QUESTIONS TO ANSWER –
A - List the titles of the Mamet plays or movies that appear in parentheses in the DVD reviews' entry on House of Games.
B - Retype everything in the DVD reviews from "On the same" down to "Highly Recommended/Decoy: Recommended.".

PASSAGE PROVIDED –
::::::::::
Year of the Dog: Highly Recommended/The Dog Problem: Recommended, warts & all.


JUST IN ON DVD

Crime Wave/Decoy (Dir. Andre De Toth, 1954/Jack Bernard, 1946)

Part of Warner Home Video’s Film Noir Double Feature series, this volume is the best of the bunch. It’s hard to believe Andre De Toth’s Crime Wave isn’t mentioned in the same breath as John Huston’s Asphalt Jungle, Joseph Lewis’ The Big Combo or Fritz Lang’s The Big Heat. What it lacks in intricacy & scope, it more than makes up for with a brutal linearity, startling Los Angeles location photography, and no-nonsense hardboiled performances from Sterling Hayden, Charles Bronson (then Charles Bunchinski), Dub Taylor, Jay Novello (amazing here as the bent, but dapper, Dr. Otto Hessler), Timothy Carey (performing, as usual, according to his own strange muse), and Gene Nelson, who’s better known for hoofing through frothy musicals than for this sort of hard-bitten anti-hero. Nelson plays an ex-con gone straight who’s caught between intractable cop Hayden & a band of escaped prison acquaintances engaged in the titular crime wave. Still, the best thing about this DVD is the commentary track by feral crime writer & L.A. historian James Ellroy. If there’s the shot of an alley in Crime Wave, he takes you down it & tells you which dumpster a real-life gangster moll’s corpse was found behind in 1950. Amazing.  

On the same disc is Decoy, a lesser gem that suffers from too much plot & too little money to make it tick & some pretty creaky performances by a cast of relative unknowns. On the plus side, there are some spooky German Expressionist touches throughout that make it worthwhile viewing.

Crime Wave: Highly Recommended/Decoy: Recommended.

House of Games (David Mamet, 1987)


Pulitzer Prize-winning playwright David Mamet’s first film consolidates most of the motifs & most of the cast, for that matter, that he would continue to use in his next 10 or so pictures. Then-wife Lindsay Crouse stars as a renowned psychologist who approaches gambler Joe Mantegna in order to get one of her patients released from a gambling debt. But, as in all great Mamet plays/movies (Glengarry Glen Ross, The Spanish Prisoner, Things Change, Spartan), nothing is as it seems & the psychologist/author is lured into a world of elaborate artifice concocted by a genius con men (including the late, great J. T. Walsh & Mamet regular, magician Ricky Jay) who use her intellectual fascination against her. It’s an inventive, truly original directorial debut, filmed in a smudgy ashcan style (splendidly revived by this Criterion re-issue), and given strict momentum by the dangerous crossfire of all that rhythmic, elliptical Mamet dialogue. Recommended.

Star Knight (Dir. Fernando Colomo, 1985)
::::::::::
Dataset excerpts
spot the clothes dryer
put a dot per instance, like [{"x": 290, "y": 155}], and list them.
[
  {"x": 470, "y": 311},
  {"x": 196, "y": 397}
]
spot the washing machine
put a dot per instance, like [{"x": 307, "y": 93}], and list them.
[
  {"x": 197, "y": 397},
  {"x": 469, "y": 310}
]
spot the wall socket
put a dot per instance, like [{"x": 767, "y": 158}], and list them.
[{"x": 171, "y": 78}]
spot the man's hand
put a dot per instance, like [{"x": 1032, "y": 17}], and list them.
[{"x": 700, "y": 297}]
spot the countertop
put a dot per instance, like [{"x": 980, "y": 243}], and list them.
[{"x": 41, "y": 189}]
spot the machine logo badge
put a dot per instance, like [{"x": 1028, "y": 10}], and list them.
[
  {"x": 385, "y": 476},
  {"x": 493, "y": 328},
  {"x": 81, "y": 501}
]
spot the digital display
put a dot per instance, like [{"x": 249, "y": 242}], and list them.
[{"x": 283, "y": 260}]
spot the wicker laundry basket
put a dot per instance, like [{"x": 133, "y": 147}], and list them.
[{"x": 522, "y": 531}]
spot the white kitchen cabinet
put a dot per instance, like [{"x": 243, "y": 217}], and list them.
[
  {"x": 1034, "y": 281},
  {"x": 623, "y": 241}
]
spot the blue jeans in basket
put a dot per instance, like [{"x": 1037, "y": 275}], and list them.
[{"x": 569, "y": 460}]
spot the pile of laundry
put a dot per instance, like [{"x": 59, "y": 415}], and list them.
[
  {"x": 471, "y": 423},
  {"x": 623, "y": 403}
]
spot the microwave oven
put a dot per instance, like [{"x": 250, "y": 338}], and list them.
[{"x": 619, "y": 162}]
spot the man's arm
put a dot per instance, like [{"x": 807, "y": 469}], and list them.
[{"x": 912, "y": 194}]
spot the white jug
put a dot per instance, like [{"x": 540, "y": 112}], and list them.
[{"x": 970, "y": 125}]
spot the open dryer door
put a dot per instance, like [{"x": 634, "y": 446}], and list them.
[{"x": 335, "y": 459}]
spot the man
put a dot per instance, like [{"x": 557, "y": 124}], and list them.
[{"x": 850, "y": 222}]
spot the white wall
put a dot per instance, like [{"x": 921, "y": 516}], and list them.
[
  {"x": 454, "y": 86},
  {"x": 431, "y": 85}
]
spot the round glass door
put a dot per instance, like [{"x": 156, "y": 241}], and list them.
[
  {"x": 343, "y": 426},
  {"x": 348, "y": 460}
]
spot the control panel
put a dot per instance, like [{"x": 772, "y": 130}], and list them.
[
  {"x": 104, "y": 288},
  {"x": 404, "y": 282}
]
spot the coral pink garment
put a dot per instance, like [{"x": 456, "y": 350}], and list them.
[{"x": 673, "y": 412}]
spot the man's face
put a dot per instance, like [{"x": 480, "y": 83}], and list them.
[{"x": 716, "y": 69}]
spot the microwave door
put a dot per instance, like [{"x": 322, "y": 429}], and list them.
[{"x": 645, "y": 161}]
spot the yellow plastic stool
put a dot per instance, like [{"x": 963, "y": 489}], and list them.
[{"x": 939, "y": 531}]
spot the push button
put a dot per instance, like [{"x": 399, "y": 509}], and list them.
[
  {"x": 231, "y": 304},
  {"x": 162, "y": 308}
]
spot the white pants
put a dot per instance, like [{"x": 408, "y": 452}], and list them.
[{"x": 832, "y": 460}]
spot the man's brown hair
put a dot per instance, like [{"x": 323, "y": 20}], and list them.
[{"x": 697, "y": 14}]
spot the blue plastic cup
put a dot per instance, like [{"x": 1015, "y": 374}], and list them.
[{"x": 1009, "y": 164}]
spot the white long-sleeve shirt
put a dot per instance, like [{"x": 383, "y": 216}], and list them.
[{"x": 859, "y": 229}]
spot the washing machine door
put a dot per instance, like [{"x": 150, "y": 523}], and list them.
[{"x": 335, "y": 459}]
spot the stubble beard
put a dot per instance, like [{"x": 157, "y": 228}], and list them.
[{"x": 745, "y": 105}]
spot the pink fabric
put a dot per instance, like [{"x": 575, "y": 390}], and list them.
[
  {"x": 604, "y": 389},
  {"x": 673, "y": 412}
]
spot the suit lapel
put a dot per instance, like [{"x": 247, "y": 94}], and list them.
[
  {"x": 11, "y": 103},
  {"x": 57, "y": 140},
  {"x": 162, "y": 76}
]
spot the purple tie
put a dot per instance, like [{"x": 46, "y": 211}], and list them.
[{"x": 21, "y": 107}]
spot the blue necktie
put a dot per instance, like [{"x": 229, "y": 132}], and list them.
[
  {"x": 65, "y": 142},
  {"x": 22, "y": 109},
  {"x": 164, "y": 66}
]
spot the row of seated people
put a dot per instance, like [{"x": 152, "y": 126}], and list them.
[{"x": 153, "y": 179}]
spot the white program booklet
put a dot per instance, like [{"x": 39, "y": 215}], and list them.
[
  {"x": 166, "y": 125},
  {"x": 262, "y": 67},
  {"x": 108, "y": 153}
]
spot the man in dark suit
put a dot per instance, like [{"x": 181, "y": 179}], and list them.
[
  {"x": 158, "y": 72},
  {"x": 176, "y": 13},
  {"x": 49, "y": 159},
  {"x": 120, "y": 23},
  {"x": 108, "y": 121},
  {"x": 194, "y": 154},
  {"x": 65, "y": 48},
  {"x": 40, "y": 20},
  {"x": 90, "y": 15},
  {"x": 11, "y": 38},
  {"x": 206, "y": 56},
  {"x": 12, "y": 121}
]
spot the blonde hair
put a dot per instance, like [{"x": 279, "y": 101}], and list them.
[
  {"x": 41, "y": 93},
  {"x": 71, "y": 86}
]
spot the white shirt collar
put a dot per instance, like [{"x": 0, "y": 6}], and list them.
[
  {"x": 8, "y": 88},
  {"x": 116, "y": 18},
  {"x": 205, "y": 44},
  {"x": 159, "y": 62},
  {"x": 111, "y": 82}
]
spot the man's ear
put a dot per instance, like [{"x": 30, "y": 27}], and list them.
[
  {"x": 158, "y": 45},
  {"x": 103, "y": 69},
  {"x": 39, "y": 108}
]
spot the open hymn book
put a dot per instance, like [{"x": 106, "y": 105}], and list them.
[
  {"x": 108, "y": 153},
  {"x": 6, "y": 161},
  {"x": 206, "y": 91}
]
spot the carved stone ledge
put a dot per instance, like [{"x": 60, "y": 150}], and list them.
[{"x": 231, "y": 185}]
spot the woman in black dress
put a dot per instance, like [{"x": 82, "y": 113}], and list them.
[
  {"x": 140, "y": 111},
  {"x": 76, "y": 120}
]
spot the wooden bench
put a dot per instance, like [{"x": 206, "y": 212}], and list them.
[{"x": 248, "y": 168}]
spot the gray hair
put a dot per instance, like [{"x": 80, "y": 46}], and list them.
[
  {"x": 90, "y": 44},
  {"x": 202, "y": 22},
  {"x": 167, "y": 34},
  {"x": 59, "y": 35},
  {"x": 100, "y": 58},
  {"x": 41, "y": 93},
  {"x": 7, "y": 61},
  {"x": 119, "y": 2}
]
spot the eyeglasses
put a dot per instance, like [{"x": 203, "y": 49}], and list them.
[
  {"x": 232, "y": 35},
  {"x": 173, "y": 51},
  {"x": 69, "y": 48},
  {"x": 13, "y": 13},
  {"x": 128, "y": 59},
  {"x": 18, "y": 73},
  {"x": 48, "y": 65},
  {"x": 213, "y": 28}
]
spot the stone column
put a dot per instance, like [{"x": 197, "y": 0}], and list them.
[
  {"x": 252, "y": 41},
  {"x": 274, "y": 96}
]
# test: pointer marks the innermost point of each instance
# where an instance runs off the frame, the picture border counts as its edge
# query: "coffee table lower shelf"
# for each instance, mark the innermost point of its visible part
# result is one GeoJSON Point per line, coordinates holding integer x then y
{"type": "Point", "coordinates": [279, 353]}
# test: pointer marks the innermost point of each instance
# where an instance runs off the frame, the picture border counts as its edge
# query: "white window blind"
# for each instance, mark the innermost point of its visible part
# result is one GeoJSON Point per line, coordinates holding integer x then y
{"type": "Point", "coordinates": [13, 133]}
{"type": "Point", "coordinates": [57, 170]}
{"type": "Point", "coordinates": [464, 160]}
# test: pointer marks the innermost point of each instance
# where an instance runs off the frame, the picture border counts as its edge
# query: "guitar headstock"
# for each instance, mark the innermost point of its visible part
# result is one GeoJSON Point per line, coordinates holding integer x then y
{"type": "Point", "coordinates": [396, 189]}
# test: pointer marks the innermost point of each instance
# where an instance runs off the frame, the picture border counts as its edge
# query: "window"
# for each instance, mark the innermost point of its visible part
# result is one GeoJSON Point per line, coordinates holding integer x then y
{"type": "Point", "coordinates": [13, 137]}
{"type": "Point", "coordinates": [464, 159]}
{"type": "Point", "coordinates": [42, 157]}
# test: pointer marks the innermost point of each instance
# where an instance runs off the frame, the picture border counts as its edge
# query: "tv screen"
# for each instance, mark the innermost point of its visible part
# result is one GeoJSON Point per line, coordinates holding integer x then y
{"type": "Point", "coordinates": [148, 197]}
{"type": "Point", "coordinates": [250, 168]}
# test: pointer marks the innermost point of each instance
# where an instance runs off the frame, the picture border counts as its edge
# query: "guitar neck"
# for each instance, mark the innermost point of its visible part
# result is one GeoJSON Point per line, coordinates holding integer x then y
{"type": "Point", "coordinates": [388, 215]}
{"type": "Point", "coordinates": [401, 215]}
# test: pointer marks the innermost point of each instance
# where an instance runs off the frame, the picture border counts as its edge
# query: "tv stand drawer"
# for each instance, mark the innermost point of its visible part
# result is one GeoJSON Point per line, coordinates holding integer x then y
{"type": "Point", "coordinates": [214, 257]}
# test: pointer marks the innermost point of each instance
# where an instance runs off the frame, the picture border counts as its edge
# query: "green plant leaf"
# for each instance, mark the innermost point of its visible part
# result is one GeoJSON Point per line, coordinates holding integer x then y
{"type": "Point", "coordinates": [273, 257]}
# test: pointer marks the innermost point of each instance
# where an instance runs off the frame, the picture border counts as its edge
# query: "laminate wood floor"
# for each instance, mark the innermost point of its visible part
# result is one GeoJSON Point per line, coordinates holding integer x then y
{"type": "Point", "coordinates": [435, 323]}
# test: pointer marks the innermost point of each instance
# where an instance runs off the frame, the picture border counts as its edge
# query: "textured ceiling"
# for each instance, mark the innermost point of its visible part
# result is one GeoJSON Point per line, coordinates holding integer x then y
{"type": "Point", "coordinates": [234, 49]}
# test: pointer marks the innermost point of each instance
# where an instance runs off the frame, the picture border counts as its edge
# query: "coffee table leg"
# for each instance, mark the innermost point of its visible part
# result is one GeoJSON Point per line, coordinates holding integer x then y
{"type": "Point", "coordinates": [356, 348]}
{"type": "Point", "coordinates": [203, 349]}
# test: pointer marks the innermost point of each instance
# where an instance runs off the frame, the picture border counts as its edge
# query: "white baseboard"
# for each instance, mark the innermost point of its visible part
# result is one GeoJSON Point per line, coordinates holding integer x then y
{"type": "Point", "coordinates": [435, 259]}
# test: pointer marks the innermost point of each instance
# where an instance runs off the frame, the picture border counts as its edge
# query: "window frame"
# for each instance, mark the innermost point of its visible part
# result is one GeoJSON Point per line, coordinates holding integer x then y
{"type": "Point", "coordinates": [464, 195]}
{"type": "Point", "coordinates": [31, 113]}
::::::::::
EXERCISE RESULTS –
A -
Glengarry Glen Ross
The Spanish Prisoner
Things Change
Spartan

B -
On the same disc is Decoy, a lesser gem that suffers from too much plot & too little money to make it tick & some pretty creaky performances by a cast of relative unknowns. On the plus side, there are some spooky German Expressionist touches throughout that make it worthwhile viewing.

Crime Wave: Highly Recommended/Decoy: Recommended.